> _Exercise instructions_:
Copy exactly the stretch of data below from the line with "Could you please mark the sign reading racism" through the line with "Could you please mark the man", including both of those lines.

> _Excerpted records_:

********

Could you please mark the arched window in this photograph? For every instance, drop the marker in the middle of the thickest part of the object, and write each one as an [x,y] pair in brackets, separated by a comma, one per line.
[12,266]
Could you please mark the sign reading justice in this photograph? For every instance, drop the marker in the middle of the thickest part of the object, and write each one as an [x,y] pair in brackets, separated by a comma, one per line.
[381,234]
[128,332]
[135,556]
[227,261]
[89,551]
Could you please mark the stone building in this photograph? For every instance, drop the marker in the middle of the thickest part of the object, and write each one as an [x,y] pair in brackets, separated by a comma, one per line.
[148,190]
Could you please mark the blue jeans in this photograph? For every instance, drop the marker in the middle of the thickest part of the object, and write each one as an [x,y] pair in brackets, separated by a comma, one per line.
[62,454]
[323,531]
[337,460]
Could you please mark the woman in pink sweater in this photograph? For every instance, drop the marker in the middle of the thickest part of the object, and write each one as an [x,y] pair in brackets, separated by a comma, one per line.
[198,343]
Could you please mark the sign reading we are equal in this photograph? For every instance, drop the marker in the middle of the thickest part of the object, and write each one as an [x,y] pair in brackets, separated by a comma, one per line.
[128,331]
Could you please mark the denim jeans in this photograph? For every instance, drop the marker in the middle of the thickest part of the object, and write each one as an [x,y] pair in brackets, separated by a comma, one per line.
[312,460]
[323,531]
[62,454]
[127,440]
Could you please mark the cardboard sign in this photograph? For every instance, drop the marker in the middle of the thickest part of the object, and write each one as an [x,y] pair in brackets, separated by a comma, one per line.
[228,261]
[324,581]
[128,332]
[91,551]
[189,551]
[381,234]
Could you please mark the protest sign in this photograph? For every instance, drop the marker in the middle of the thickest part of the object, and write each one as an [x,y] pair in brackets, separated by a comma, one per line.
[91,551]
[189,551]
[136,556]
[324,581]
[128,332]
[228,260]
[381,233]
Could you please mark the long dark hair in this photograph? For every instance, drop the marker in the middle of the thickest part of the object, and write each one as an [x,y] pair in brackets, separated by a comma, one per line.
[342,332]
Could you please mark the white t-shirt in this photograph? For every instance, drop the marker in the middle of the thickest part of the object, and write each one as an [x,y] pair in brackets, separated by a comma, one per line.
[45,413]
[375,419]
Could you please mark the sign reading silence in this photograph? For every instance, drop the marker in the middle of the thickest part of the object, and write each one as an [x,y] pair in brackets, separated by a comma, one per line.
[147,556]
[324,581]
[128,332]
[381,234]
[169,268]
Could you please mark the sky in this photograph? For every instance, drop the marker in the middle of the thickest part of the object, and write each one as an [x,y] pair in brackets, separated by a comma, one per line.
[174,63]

********

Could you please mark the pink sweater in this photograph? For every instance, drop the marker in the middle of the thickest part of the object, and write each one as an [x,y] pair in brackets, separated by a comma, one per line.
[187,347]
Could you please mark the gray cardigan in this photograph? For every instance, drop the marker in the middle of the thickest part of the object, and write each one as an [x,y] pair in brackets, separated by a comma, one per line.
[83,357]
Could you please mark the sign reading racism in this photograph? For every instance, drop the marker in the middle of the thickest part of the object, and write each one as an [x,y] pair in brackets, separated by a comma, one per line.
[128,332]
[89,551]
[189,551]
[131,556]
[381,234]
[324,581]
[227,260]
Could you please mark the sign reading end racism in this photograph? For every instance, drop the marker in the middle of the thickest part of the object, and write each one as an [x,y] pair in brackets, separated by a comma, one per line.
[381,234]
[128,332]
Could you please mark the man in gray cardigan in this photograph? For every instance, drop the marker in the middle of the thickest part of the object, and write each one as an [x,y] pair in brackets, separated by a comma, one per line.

********

> _Response to this exercise_:
Could you please mark the sign reading racism in this photograph? For every instance, drop the marker in the middle of the thickest part of the object, and write each one as an [x,y] pair in brackets, separated by a comma, one per line.
[128,332]
[89,551]
[189,551]
[131,556]
[381,234]
[324,581]
[227,260]
Could you please mark the sign reading end racism in this photograph? For every instance, drop the marker in the middle of the thickest part of the object, and write each one as an [x,y] pair in brackets, separated by a comma, one per line.
[381,234]
[128,332]
Could you please mark the man in gray cardigan in this photograph? For every instance, drop the marker in the middle of the thickest part of the object, and write each one as an [x,y] pair in brackets, separated by a comma, one per line.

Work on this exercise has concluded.